━━━ Records for this exercise
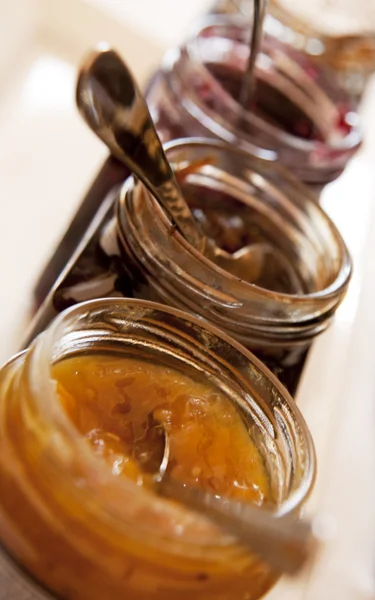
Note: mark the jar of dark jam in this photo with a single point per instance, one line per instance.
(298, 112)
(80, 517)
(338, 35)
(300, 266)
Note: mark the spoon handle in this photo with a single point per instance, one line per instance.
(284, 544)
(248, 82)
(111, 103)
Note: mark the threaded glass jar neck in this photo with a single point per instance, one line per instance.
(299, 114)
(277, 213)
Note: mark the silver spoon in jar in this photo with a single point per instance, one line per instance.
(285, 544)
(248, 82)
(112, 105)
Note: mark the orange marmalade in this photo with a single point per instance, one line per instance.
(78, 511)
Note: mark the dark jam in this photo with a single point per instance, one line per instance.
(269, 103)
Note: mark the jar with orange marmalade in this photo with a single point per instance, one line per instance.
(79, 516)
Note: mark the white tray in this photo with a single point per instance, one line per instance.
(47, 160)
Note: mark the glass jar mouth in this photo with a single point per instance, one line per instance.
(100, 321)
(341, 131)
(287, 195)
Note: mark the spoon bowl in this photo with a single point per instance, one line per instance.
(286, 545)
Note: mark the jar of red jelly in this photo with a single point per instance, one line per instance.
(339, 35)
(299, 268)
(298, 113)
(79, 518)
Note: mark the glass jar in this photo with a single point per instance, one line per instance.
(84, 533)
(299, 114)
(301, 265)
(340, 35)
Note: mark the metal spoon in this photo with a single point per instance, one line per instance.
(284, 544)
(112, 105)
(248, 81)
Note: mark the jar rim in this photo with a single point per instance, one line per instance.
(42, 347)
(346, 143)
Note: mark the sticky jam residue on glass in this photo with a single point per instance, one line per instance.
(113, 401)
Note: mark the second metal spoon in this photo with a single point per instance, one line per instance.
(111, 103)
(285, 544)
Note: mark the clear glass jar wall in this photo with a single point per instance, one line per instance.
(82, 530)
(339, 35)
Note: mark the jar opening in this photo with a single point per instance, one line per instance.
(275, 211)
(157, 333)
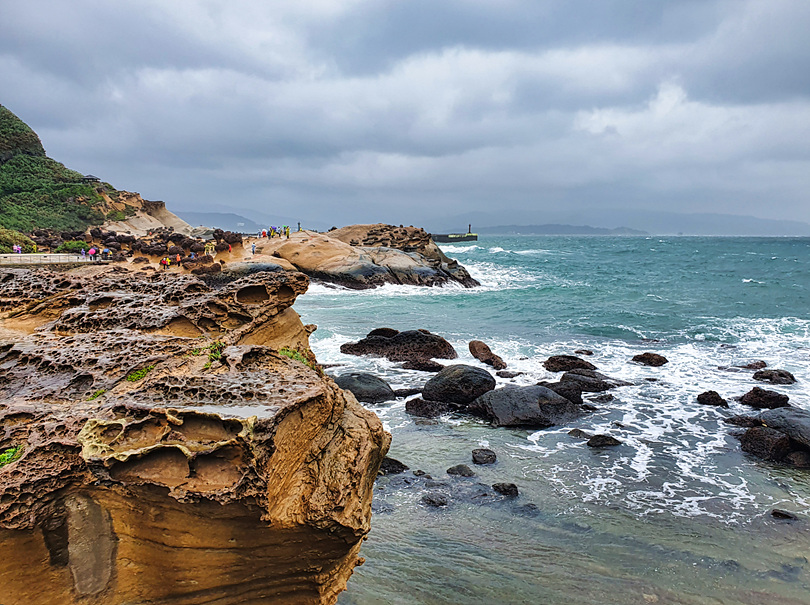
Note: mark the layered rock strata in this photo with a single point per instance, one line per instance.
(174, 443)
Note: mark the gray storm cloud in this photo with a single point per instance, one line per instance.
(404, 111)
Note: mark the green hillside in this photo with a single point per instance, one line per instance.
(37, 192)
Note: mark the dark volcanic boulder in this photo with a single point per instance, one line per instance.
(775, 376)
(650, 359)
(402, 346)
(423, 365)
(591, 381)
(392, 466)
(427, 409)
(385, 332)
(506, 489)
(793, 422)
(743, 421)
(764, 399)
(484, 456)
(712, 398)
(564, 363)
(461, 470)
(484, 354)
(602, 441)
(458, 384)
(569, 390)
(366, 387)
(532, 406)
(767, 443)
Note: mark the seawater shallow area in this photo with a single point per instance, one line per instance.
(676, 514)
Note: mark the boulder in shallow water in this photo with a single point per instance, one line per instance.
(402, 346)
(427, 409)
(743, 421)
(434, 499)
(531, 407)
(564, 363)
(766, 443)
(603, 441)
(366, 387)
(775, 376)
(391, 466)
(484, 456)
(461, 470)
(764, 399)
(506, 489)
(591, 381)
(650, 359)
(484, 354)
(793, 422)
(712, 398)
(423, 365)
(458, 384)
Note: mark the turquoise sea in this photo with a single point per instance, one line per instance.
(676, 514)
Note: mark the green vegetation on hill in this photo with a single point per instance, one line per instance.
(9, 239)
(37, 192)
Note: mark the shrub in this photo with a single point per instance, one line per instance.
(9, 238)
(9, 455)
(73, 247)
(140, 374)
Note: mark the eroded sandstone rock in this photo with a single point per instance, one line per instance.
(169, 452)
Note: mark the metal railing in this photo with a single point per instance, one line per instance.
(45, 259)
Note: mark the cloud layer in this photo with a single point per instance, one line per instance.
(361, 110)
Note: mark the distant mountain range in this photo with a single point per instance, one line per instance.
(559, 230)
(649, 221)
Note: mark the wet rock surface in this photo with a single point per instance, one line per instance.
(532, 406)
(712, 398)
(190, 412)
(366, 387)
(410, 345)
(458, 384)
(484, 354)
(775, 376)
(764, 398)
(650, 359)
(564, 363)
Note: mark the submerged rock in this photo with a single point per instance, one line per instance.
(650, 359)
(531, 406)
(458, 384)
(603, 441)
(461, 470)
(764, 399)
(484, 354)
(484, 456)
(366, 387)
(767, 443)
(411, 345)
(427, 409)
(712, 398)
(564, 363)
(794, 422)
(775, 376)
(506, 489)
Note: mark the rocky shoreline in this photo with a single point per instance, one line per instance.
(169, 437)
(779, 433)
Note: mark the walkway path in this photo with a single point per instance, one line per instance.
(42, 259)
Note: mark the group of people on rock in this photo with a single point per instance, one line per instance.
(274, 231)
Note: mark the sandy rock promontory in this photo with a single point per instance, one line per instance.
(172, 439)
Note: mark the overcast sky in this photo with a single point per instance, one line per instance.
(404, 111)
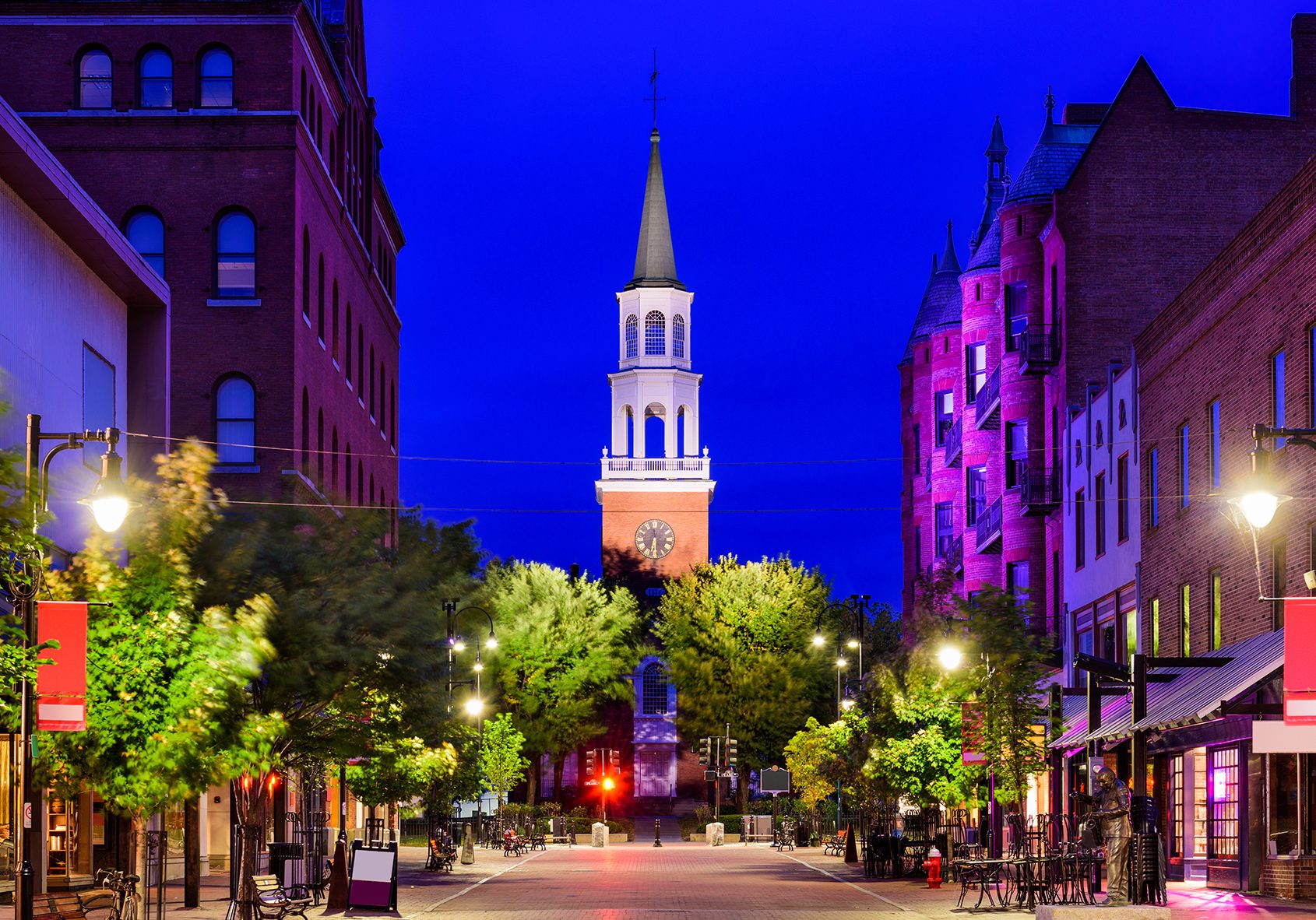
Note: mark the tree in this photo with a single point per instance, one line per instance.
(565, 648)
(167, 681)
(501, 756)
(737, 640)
━━━━━━
§ **Problem description**
Without including the pictures, reproduce all entries exactly.

§ **Task answer**
Note: mark the jar of dark jam in this photo with a single point per instance, one line per instance.
(298, 112)
(80, 517)
(338, 35)
(300, 266)
Note: mark the spoon handle in this photo with a single point per instance, one line per instance.
(284, 544)
(248, 82)
(111, 103)
Note: mark the threaded glass jar neck in this photo with a single point per instance, one line per instance.
(299, 114)
(277, 213)
Note: mark the silver spoon in jar in this photo with a single point per instance, one line per instance.
(285, 544)
(248, 82)
(112, 105)
Note: mark the orange marmalade in this photo with a single point per instance, one line per instance.
(78, 511)
Note: mark the dark jam in this photo with a single point per instance, one line per instance.
(269, 103)
Note: mark the jar with orange marmalade in this photo with a single point per instance, one line per instance.
(79, 516)
Note: mark the white tray in this photo with a single point per instance, one line per instance.
(47, 160)
Note: mark the glass jar mouth in this photo with a single point per instance, one line per instance.
(100, 321)
(341, 131)
(287, 195)
Note: mark the spoon bowl in this photo with a single point per instance, one line per instance.
(286, 545)
Note: mark the jar of red jelly in this photo with a single point per instance, one line per instance.
(339, 35)
(299, 268)
(298, 113)
(79, 518)
Note: mark the glass jar in this photo with a single point per instance, one line per instance.
(84, 533)
(299, 114)
(301, 265)
(340, 35)
Note: mark the metal spoon in this photo with a single point per instance, one line per instance.
(284, 544)
(112, 105)
(248, 81)
Note: mark the jar rim in this photo with a single point per instance, one line per instance.
(42, 347)
(346, 143)
Note: mark the sticky jam residue on glass in this photo with a single point per instance, one line per instance.
(113, 401)
Note: mark the second metal spoon in this photo with a single point per instance, one line per instance.
(111, 103)
(285, 544)
Note: mark the clear glass jar wall in this photo with a single point per instance, one line per instance.
(82, 530)
(339, 35)
Note: mark the jar opening in this photo with a single point per instance, one line per instance.
(275, 211)
(157, 333)
Note: mark the layered rock strata in this photo with a single point per instance, one line per instance.
(174, 443)
Note: mark the gray storm cloud in this photo with a single point per instance, one line per instance.
(404, 111)
Note: mark the green hillside in this photo with a single point per instance, one line per instance.
(37, 192)
Note: mark the dark volcanic boulder in this photo with a single point per instance, one line per instance.
(775, 376)
(650, 359)
(402, 346)
(423, 365)
(591, 381)
(392, 466)
(427, 409)
(385, 332)
(506, 489)
(793, 422)
(743, 421)
(764, 399)
(484, 456)
(712, 398)
(564, 363)
(461, 470)
(484, 354)
(602, 441)
(458, 384)
(569, 390)
(366, 387)
(532, 406)
(767, 443)
Note: mark the seawater shallow area in this photo with a single point per instance, one line per instance.
(676, 514)
Note: mark the boulder in shallow water in this photo with a single point per instance, one line per instance.
(402, 346)
(427, 409)
(743, 421)
(434, 499)
(531, 407)
(564, 363)
(766, 443)
(603, 441)
(366, 387)
(775, 376)
(391, 466)
(484, 456)
(461, 470)
(764, 399)
(506, 489)
(591, 381)
(650, 359)
(484, 354)
(793, 422)
(712, 398)
(423, 365)
(458, 384)
Note: mark the turquoise sea in this photo with a single point per instance, one line per instance.
(676, 514)
Note: mark the green vegetation on hill in this photo with a single point per instance, one line per instance.
(9, 239)
(37, 192)
Note: mark the shrub in this photo with a single point per instance, one line per instance.
(9, 238)
(9, 455)
(73, 247)
(140, 374)
Note: mark the eroded sandstone rock in this photo with a single point per instance, one line per instance.
(169, 452)
Note: mark the metal railing in this photo with a single point per instance, one line per instance.
(45, 259)
Note: mark the cloud layer in this photo with a single point per instance, one line per instance.
(361, 110)
Note: mark the distant mountain range in this photo with a single point per instance, one line per instance.
(559, 230)
(649, 221)
Note: mark the wet rock surface in this photo with a single point per instance, one line per instance.
(532, 406)
(712, 398)
(190, 412)
(366, 387)
(410, 345)
(458, 384)
(484, 354)
(775, 376)
(764, 398)
(650, 359)
(564, 363)
Note: mark the submerged rock in this photo with a single point per instance, one line per instance.
(650, 359)
(531, 406)
(458, 384)
(603, 441)
(461, 470)
(764, 399)
(484, 354)
(484, 456)
(366, 387)
(767, 443)
(411, 345)
(427, 409)
(712, 398)
(564, 363)
(794, 422)
(775, 376)
(506, 489)
Note: mark the rocky shoreline in this photo with a single point per instance, one line per instance.
(169, 437)
(779, 433)
Note: mark the walkway path in this photo with a single point per instance, one line per instance.
(42, 259)
Note: mark the group of people on rock in this photo with a single point per instance, one line per instance.
(274, 231)
Note: mark the sandy rock promontory in this photo with a single point per instance, one line per instance.
(172, 439)
Note: mark the overcast sky in this photo with a single point per instance, one line per instance.
(404, 111)
Note: mark the tree in this photo with a single point per instance, one line per instance.
(565, 648)
(167, 681)
(501, 756)
(737, 640)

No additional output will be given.